- [TASK PROMPT]: Your reply should repeat all records verbatim and contain no images.

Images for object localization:
== == ==

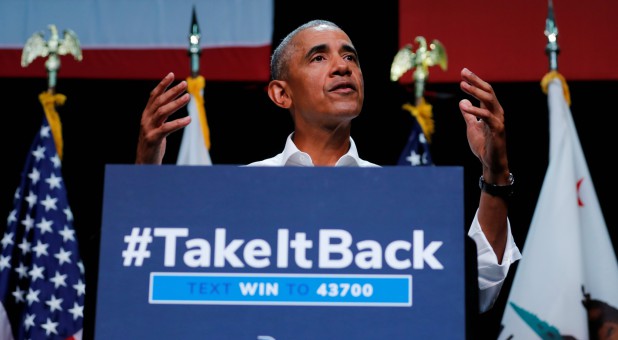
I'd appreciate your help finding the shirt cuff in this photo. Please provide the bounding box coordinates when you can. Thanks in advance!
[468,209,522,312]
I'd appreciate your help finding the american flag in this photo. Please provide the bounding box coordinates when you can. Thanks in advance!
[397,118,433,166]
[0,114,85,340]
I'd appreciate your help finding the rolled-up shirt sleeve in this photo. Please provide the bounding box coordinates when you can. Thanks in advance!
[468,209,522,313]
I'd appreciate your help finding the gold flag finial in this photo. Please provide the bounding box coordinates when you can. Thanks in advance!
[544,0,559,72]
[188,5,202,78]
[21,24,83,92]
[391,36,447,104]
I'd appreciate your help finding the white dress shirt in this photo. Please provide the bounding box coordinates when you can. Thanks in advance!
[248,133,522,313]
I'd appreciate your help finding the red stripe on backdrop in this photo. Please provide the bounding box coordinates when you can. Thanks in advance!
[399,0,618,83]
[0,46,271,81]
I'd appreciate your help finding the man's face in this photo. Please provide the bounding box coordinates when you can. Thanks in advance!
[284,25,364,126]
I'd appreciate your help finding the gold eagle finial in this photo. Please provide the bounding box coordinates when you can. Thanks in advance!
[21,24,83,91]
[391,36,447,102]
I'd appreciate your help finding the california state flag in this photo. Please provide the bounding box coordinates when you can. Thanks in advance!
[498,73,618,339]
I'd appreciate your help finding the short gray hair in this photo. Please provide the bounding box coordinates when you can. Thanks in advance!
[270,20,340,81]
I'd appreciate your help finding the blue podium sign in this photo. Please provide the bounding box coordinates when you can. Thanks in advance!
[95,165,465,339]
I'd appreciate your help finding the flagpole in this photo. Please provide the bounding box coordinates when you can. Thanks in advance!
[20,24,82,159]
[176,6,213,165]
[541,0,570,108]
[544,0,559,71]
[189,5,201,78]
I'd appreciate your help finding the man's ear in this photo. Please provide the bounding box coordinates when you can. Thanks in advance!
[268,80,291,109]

== == ==

- [EXERCISE OUTPUT]:
I'd appreciate your help finding the shirt cuff in this photo. Please provide the bounding box coordinates when you can. Thanks in advance!
[468,209,522,312]
I'd appreciate your help finding the american flag in this photo. Please provide the bounding box coordinates when you can. Thanks in advance!
[397,118,433,166]
[0,114,85,340]
I'd appreciate your help finding the rolled-up shirt sleeve in this photo. Please provide the bounding box coordinates when you can. Thanks in advance!
[468,209,522,313]
I'd appreciate your help finding the gold flag finial in this photo. Please provide the bounding box coordinates when you can. Thanks in advance!
[544,0,559,72]
[188,5,202,78]
[21,24,83,92]
[391,36,447,104]
I'd appreciate your help finding the white dress shirt in this photo. Please provide the bounding box coordinates when you can. Thanks in advance!
[248,133,522,313]
I'd appreciate your help finding the red stripe on backdrop in this photo. Please provide the bounding box coordinates when you can. Thanks in advance!
[399,0,618,83]
[0,46,271,81]
I'd appreciate your help finding the man's face in this photo. Please provide the bounding box coordinates when you can. Thanks in advance!
[284,25,364,126]
I'd appreciate your help finding the gold eagle finial in this photo. Please provide the bounding box coordinates when you can. Thanks in advance!
[21,24,83,91]
[391,36,447,102]
I'd appreciate your help finding the california state flag in this photo. Please provide the bounding box coordinates when you can. Thanks in advance!
[498,73,618,339]
I'd appreciate your help finding the short gray hair in this photo. Please provide the bounding box coordinates when you can. Thanks in advance!
[270,20,340,81]
I'd appreciate your help finding the blue podium sign in this photo. Please provide the bounding box coordinates when you can. Thanks in advance!
[95,165,465,339]
I'd appreciate your help finding the flagpole in this photo. Please provide the bounding box coordinates when you can. Thanks in advance!
[20,24,82,159]
[176,6,213,165]
[541,0,570,108]
[544,0,559,71]
[189,5,201,78]
I'd appreciate your help finding the man's ear in this photo. Please provide the bounding box coordinates when you can. Thanks in advance!
[268,80,291,109]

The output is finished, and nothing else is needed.